What to work on ::
Every entry below should be reproduced exactly, with all pictures left out.

Stored items from a collection ::
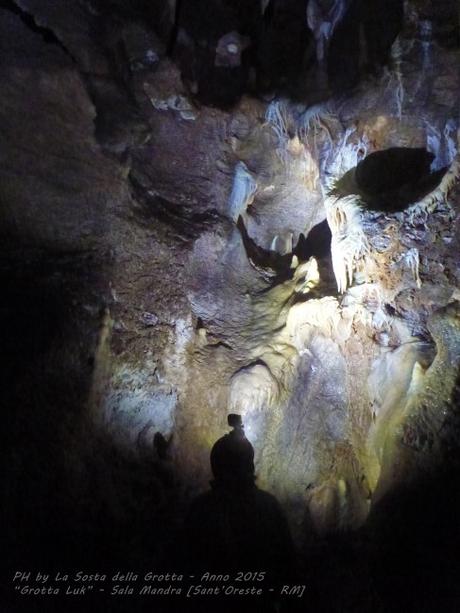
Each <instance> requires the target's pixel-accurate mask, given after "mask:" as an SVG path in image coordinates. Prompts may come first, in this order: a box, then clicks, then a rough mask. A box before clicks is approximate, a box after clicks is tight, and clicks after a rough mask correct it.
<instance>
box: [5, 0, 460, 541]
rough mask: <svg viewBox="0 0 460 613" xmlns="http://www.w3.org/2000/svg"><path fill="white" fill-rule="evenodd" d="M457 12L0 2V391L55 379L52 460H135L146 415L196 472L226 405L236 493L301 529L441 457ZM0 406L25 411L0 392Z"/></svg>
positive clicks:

Result for this exercise ::
Each <instance> requires the target's pixel-accurate mask, given after "mask:" as an SVG path in image coordinates. Prompts may come first, in this order: a box, then clicks, then a rough mask. A box before clicks is approximate, a box after clicks is tight, and clicks after a rough mask correct it.
<instance>
box: [5, 0, 460, 541]
rough mask: <svg viewBox="0 0 460 613" xmlns="http://www.w3.org/2000/svg"><path fill="white" fill-rule="evenodd" d="M457 12L0 2V391L55 379L52 460H135L146 415L196 472L226 405L236 493L301 529L441 457ZM0 406L25 411L0 392Z"/></svg>
positive clicks:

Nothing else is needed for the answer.